DIRECTIVE: Copy each of the lines below word for word, changing no character.

DATA ROWS:
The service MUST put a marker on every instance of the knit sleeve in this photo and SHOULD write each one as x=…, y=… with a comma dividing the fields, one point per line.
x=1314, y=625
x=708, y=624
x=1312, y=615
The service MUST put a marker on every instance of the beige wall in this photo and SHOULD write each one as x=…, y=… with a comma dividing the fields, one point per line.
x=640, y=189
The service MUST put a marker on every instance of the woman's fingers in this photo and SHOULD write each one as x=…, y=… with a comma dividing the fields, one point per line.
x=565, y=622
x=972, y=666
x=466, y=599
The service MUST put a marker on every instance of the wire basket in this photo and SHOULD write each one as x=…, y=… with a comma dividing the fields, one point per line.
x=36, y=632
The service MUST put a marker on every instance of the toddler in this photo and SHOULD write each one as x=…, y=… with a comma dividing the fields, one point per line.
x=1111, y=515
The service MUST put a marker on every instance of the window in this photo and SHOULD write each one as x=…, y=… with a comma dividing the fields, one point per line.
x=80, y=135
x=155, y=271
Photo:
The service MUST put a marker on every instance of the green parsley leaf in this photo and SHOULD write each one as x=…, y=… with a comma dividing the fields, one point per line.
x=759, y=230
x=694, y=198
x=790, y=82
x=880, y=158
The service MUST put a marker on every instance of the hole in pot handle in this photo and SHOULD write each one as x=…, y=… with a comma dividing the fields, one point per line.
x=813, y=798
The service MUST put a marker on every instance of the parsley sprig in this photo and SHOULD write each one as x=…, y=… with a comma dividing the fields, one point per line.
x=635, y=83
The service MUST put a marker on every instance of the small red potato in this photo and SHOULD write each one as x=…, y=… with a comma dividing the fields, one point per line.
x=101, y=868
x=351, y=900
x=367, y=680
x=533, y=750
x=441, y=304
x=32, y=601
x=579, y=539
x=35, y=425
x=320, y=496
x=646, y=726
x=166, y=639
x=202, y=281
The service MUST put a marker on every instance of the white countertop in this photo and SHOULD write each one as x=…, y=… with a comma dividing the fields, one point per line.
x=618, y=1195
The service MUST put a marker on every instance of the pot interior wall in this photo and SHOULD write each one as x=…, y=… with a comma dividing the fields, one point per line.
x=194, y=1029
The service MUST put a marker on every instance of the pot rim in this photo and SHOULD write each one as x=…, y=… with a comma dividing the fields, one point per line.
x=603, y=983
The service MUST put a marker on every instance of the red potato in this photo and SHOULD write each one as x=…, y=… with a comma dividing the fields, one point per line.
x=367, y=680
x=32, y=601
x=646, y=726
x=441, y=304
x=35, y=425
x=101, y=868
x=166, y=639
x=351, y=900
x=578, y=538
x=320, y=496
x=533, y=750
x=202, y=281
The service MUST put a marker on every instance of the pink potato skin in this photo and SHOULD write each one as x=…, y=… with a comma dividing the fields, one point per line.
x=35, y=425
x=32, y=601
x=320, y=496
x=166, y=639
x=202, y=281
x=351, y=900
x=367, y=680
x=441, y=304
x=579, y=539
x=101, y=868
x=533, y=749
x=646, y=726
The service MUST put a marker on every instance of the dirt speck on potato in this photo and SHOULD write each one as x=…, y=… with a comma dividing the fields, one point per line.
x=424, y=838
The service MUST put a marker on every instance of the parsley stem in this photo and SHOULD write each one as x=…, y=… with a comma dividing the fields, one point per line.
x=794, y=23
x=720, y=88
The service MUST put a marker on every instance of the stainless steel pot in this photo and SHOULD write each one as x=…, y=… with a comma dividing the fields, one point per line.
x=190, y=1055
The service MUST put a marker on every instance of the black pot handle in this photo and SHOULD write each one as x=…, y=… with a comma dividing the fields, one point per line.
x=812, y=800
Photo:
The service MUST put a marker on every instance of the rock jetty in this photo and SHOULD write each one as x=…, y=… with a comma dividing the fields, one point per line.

EXERCISE RESULT:
The service MUST put a marker on every instance of the knit sleeve in this photo and SHOULD write each one as x=…, y=… with a comma dividing the fields, one point per line.
x=1314, y=625
x=708, y=624
x=1312, y=615
The service MUST put a marker on every instance of the beige wall in this photo and SHOULD write each one as x=…, y=… with a comma dividing the fields, one point per line.
x=640, y=189
The service MUST put a marker on every instance of the woman's fingers in this photo and SHOULD write each one as x=…, y=… with a comma dividing the fields, one point per line.
x=565, y=622
x=972, y=666
x=466, y=599
The service MUST put a marker on every instance of the wire basket in this photo and SHOULD write each one as x=…, y=… with a comma dividing the fields, one point per line.
x=36, y=632
The service MUST put a marker on every instance of the toddler in this photo and SHOULD write each one as x=…, y=… with a comma dividing the fields, one point per line.
x=1111, y=515
The service MUST put a marker on every instance of the window in this photo and SHOULD write each one as x=…, y=… with a comma dividing the fields, one point per line.
x=80, y=135
x=155, y=271
Photo:
The service MUST put a marker on every instance of the green parsley leaf in this photo and SHOULD write each one as x=…, y=… with a comma dividing the fields, one point per line.
x=759, y=230
x=694, y=198
x=790, y=82
x=880, y=158
The service MUST put a marker on every instance of the hole in pot handle in this photo and SHOULD write each one as x=…, y=… with a comma dividing the fields, one point per line.
x=813, y=798
The service MUST put a marker on every instance of the parsley sprig in this photo and SHOULD write each one as x=…, y=… with a comma dividing the fields, one point per line.
x=635, y=83
The service MUST put a marker on every instance of the small red potato in this photo and SHOULD write each one as x=…, y=… with a comma dividing the fields, one point per line.
x=101, y=868
x=351, y=900
x=367, y=680
x=533, y=750
x=441, y=304
x=32, y=601
x=579, y=539
x=35, y=425
x=320, y=496
x=646, y=726
x=166, y=639
x=202, y=281
The service MUST put a marker on every instance of the white countertop in this photo and SHOULD write each one as x=…, y=… with a comma dividing the fields, one point per line.
x=618, y=1195
The service MUST put a marker on every instance of the pot interior wall in this photo and SHOULD write each one as x=…, y=… with a comma dividing the fields, one point per line.
x=194, y=1029
The service MUST put a marker on every instance of the pot rim in this photo and SHOULD write each one as x=…, y=… with a comma dividing the fields, one point per line.
x=603, y=983
The service MUST put a marker on every instance of the red potato in this photo and SHOULD write each one as x=…, y=… with a comma dividing the fields, one point per line.
x=367, y=680
x=32, y=601
x=646, y=726
x=441, y=304
x=35, y=425
x=101, y=868
x=166, y=639
x=351, y=900
x=578, y=538
x=320, y=496
x=533, y=750
x=202, y=281
The service MUST put a marker on every instance of the pink potato skin in this photo and SHOULD write each one as x=…, y=… with a comma dividing the fields, one point per line.
x=35, y=425
x=32, y=601
x=320, y=496
x=166, y=639
x=202, y=281
x=351, y=900
x=367, y=680
x=441, y=304
x=579, y=539
x=101, y=868
x=533, y=749
x=646, y=726
The service MUST put a marker on every instance of the dirt speck on potato in this photo and SHOULD write each one as x=…, y=… with a comma dividing the fields, one point per line.
x=424, y=838
The service MUST put a marker on every instance of the parsley stem in this photo and SHOULD write each one as x=…, y=… with a comma dividing the fields, one point per line.
x=794, y=23
x=720, y=88
The service MUST put a marker on every instance of the stainless steel pot in this photo and SHOULD write each one as x=…, y=… with a comma dividing the fields, one point per line.
x=190, y=1055
The service MUST put a marker on every instance of the black pot handle in this photo and SHOULD write each one as x=…, y=… with a comma dividing the fields, one point per line.
x=812, y=800
Photo:
The service MUST put a marker on every instance of the rock jetty in this photo and SHOULD write each one as x=…, y=… with a comma dividing the fields, one point per line.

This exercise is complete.